A word-for-word restatement of every entry is what is needed here.
##### Information provided #####
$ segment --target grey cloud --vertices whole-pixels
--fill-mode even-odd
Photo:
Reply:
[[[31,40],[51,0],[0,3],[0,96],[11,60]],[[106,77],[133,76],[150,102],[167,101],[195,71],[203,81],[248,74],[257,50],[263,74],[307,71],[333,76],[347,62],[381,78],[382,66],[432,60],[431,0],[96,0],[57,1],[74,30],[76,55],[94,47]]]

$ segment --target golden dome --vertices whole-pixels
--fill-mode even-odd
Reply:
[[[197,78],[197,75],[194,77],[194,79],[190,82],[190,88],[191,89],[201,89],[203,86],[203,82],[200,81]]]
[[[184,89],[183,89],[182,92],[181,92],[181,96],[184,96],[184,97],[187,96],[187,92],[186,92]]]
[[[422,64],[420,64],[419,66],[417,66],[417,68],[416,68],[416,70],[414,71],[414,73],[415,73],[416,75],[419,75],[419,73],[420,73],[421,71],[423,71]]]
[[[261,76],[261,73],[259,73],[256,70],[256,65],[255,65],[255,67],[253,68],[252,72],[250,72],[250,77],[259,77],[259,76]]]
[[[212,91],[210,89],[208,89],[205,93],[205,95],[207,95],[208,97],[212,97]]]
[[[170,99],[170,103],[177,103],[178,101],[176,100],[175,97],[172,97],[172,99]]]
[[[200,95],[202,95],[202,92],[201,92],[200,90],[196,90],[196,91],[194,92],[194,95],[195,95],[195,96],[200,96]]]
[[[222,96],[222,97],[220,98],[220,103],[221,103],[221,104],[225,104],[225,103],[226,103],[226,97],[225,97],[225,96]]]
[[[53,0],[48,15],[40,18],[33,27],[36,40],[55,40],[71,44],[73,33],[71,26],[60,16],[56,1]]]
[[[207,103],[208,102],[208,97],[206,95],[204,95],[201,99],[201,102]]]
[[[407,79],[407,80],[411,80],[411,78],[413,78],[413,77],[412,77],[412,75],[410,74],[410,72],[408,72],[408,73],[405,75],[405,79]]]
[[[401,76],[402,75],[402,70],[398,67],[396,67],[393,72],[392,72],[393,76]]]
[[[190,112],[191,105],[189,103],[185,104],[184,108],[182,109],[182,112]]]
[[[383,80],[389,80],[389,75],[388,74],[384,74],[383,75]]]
#####
- _Exercise response_
$ segment --target grey cloud --vertices whole-pixels
--fill-mode even-odd
Photo:
Reply:
[[[31,40],[51,0],[0,3],[0,96],[11,60]],[[106,77],[133,76],[150,102],[167,101],[195,71],[203,81],[248,74],[257,50],[263,74],[307,71],[333,76],[347,62],[381,78],[382,66],[432,60],[431,0],[96,0],[57,1],[74,30],[76,55],[94,47]]]

$ segment --target golden dome --vertices whole-pixels
--fill-mode even-odd
Reply:
[[[197,78],[197,75],[194,77],[194,79],[190,82],[190,88],[191,89],[201,89],[203,86],[203,82],[200,81]]]
[[[184,89],[183,89],[182,92],[181,92],[181,96],[184,96],[184,97],[187,96],[187,92],[186,92]]]
[[[422,64],[420,64],[419,66],[417,66],[417,68],[416,68],[416,70],[414,71],[414,73],[415,73],[416,75],[419,75],[419,73],[420,73],[421,71],[423,71]]]
[[[261,76],[261,73],[259,73],[256,70],[256,65],[255,65],[255,67],[253,68],[252,72],[250,72],[250,77],[259,77],[259,76]]]
[[[212,91],[210,89],[208,89],[205,93],[205,95],[207,95],[208,97],[212,97]]]
[[[170,99],[170,103],[177,103],[178,101],[176,100],[175,97],[172,97],[172,99]]]
[[[200,95],[202,95],[202,92],[201,92],[200,90],[196,90],[196,91],[194,92],[194,95],[195,95],[195,96],[200,96]]]
[[[222,96],[222,97],[220,98],[220,103],[221,103],[221,104],[225,104],[225,103],[226,103],[226,97],[225,97],[225,96]]]
[[[53,0],[48,15],[40,18],[33,27],[36,40],[55,40],[71,44],[73,33],[71,26],[60,16],[56,1]]]
[[[207,103],[208,102],[208,97],[206,95],[204,95],[201,99],[201,102]]]
[[[407,79],[407,80],[411,80],[411,78],[413,78],[413,77],[412,77],[412,75],[410,74],[410,72],[408,72],[408,73],[405,75],[405,79]]]
[[[401,76],[402,75],[402,70],[398,67],[396,67],[393,72],[392,72],[393,76]]]
[[[190,112],[191,105],[189,103],[185,104],[184,108],[182,109],[182,112]]]
[[[383,80],[389,80],[389,75],[388,74],[384,74],[383,75]]]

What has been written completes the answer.